Selected extract
========
The Bumbler vs. The Professional

There is an interesting moral judgment phenomenon going on in the news these days.  On the one hand we have Governor Blagojevich who, if nothing else, is a real slime ball – almost a caricature of some South-side second-rate racketeer out of a B-movie.  But has he, in fact, actually done any serious damage?  It looks more like a pile of bungled attempts at extortion than anything else.  Be that as it may, this incompetent would-be political gangster has all the headlines.

In the meantime, we have nice, polite, well educated and highly respected Mr. Madoff who has stolen billions from a huge variety of investors, and ruined the fortunes of untold others.  All he gets are a few brief reports on the business pages and a big ho-hum from a public that is simply not entertained very much by a thief of monumental proportions that are all but impossible to comprehend.

We are outraged by the bumbling boob and bored by the sophisticated big time thief and killer of hope.  What gives?  Why are we not all the more outraged by Mr. Madoff?  Why do we not think of him as a greater slime ball than Blagojevich?  I find the press and the public most puzzling.

Clergy Days with the Bishop

We had one of our occasional clergy days gatherings today.  Clergy days are held around the diocese to gather geographically grouped clergy together for a meeting with the bishop.  So we gathered, about fifteen of us, at a nearby church only 60 miles away for me, a bit farther for others and not even 150 miles for the bishop.  We talked about the recent diocesan convention, a meeting of the diocesan council, some reorganization of diocesan staff, what the House of Bishops might be up to, and a variety of other exciting and motivating matters customary to these sorts of meetings regardless of denomination.  But what we did most was laugh.  We laughed together about some of our own silliness, life in the church, and the ordinary events of our lives.  We laughed together about most everything, and that’s a good thing.  It’s good for us, good for the church, good for the bishop and good to know that we can be friends as well as colleagues in a diocese that can laugh.

The Dark Side of Christmas

As a Fire Chaplain maybe I see more of this than I should, but this is not a great season for a lot of people.  Anxieties about preparing in just the right way so no one is disappointed, family discord that has never been resolved touch very raw nerves, mental illnesses flare up under the pressure of Christmas expectations, loneliness, despair that can be suicidal, unexpected deaths brought on by too much food or booze or both, and the whole gamut of ordinary sickness seem to be more evident during these weeks.  In this season, when the abounding and steadfast love of God is so vividly manifested in the nativity of our Lord, how can we be alert and responsive to these issues in the right way?  There is probably a good psychological answer to that, but I think the right answer is in the gospel narrative itself.  The rejoicing we offer is a rejoicing that has no requirement but to receive the gift of God incarnate who came precisely for those who find this such a difficult time of year.  I think that’s the right answer, it’s just that we are not very good at doing it.

Godly Generosity In Small Packages

Twice a month I serve a small rural congregation.  Average Sunday attendance is around 12 or so, but this morning we had unexpected largesse with a congregation of 23.  Is this one of those struggling congregations just barely hanging on in a country town with high unemployment and a dim future?  Not likely!  Over coffee and donuts after the service, the congregation gathered to acknowledge the over abundance of blessings that are theirs.  Each one took an envelop in which to make personal donations earmarked for particular needs in the community, hundreds of dollars from their outreach fund were dedicated to other needs here and abroad, two parishioners took on responsibility for outfitting the needs to two impoverished children, $500 from a discretionary fund was given to the local food bank, and a couple of hundred more was dedicated to the family of a minister whom they did not know, in another town, and from another denomination, whose house had burned down.  All this from a congregation that cannot afford a full-time pastor and worships in a tiny little hundred-year-old building in need of repair.  Driving up there twice a month to worship with them is truly one of the greatest joys of my ministry.
========
Records
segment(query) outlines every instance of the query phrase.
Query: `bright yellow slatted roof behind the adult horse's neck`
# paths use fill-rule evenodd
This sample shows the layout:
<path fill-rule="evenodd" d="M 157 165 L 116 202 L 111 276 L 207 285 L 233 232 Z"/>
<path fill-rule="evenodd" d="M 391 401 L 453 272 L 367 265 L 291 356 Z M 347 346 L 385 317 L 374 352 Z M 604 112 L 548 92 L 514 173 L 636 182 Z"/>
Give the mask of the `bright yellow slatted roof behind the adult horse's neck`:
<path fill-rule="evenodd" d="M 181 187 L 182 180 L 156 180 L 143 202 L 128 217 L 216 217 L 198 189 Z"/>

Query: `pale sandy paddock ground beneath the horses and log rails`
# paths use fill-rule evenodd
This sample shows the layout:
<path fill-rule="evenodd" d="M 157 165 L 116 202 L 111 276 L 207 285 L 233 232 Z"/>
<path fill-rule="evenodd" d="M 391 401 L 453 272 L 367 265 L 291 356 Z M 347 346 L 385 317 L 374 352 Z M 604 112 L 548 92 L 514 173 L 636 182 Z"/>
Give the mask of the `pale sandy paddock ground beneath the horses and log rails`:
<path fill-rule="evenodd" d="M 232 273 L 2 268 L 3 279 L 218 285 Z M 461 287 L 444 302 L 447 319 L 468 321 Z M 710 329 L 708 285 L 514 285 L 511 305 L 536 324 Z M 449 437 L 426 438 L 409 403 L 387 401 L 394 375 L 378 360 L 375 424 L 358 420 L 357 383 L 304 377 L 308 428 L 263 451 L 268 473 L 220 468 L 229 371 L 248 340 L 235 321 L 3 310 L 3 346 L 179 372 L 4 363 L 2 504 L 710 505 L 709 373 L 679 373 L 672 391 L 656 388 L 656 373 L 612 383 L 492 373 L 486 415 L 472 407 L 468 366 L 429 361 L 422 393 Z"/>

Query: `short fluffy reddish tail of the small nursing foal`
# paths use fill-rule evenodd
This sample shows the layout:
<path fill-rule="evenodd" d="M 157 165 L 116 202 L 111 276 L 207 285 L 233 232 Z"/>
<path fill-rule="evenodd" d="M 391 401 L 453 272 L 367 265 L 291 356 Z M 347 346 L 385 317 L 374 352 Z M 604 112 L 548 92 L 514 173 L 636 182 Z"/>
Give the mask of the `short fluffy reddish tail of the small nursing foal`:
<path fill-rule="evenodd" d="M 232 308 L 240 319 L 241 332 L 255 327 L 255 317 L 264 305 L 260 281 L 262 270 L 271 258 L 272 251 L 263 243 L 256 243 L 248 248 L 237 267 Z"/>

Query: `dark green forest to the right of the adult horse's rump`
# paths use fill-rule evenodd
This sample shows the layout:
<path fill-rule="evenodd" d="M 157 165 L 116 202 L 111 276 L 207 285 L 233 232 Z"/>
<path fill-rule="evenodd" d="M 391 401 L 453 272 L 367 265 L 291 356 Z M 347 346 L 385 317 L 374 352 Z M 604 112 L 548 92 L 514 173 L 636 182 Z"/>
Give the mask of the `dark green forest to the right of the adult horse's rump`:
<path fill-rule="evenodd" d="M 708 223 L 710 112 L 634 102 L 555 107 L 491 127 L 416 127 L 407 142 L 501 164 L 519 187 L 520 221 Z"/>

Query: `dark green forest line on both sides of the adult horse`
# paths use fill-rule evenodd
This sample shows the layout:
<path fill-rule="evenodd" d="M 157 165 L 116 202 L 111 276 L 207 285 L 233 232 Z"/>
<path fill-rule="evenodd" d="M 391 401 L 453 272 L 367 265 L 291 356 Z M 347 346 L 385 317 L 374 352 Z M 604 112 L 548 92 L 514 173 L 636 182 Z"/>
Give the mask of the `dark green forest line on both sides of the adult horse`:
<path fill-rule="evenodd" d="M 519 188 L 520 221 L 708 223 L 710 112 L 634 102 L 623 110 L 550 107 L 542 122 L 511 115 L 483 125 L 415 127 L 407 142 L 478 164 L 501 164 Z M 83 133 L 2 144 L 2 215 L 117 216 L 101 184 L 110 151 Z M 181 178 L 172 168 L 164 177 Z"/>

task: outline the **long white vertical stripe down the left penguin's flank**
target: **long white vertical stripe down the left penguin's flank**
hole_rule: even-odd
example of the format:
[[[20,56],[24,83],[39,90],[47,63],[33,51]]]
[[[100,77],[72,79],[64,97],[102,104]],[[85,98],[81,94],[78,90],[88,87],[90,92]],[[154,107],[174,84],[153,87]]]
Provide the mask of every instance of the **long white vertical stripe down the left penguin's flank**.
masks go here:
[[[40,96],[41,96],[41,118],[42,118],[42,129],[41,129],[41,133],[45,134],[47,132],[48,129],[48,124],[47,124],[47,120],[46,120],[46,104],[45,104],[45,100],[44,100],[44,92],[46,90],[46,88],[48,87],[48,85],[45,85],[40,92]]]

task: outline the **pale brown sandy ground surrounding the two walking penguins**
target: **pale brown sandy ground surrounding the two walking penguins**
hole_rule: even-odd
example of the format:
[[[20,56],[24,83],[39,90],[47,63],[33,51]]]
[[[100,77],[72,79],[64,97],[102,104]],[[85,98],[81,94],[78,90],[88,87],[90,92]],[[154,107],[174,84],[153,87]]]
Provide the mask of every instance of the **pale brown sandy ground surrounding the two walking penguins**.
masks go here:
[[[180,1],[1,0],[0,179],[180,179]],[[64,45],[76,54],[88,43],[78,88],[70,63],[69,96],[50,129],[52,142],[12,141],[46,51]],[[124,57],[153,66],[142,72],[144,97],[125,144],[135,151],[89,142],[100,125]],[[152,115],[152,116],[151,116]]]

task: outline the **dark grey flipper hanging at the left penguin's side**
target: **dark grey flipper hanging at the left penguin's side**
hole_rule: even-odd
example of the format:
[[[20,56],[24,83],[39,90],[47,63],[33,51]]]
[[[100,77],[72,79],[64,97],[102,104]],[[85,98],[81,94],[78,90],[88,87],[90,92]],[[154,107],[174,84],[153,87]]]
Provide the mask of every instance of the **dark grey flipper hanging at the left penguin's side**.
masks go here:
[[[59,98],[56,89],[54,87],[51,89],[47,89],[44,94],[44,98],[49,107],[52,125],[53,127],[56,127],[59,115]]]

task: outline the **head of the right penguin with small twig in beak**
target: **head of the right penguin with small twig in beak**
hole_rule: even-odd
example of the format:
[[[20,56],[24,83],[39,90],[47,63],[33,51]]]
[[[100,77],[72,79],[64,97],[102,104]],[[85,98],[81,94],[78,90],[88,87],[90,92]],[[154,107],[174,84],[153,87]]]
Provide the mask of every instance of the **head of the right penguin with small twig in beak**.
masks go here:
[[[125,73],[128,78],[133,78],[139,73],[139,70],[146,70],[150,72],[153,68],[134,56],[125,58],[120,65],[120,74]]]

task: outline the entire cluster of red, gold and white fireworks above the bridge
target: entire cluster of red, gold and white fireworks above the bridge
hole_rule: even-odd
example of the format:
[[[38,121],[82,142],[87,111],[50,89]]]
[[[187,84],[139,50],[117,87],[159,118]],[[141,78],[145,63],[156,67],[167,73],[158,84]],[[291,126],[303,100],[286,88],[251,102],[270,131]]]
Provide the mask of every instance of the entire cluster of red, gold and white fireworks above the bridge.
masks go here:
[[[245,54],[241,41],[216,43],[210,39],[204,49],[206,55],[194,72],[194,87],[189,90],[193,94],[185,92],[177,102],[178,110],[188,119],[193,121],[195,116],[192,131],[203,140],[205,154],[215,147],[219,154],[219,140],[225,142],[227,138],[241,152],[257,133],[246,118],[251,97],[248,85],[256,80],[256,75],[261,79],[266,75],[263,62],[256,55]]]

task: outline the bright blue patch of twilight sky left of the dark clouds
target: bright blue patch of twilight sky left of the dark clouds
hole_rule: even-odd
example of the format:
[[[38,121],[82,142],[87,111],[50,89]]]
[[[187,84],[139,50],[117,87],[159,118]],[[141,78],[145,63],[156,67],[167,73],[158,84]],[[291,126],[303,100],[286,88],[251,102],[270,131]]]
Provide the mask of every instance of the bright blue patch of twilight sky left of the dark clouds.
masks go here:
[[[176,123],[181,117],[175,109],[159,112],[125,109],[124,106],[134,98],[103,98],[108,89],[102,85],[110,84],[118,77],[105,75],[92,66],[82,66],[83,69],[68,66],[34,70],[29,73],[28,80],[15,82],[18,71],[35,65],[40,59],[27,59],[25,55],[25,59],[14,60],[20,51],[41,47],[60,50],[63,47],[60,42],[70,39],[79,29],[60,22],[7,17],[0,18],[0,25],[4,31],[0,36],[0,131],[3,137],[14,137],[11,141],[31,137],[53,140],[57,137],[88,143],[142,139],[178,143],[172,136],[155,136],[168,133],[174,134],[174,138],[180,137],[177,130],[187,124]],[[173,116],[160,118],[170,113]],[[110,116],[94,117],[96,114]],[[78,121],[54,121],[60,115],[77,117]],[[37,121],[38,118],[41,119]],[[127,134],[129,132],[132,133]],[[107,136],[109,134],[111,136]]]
========
Problem details
In the "Clergy Days with the Bishop" post above, why does the writer say the group's laughing together is a good thing? Answer in one to three sentences.

Answer to this problem
The writer says the laughter is good for the clergy themselves, for the church, and for the bishop. It is also good to know they can be friends as well as colleagues in a diocese that can laugh.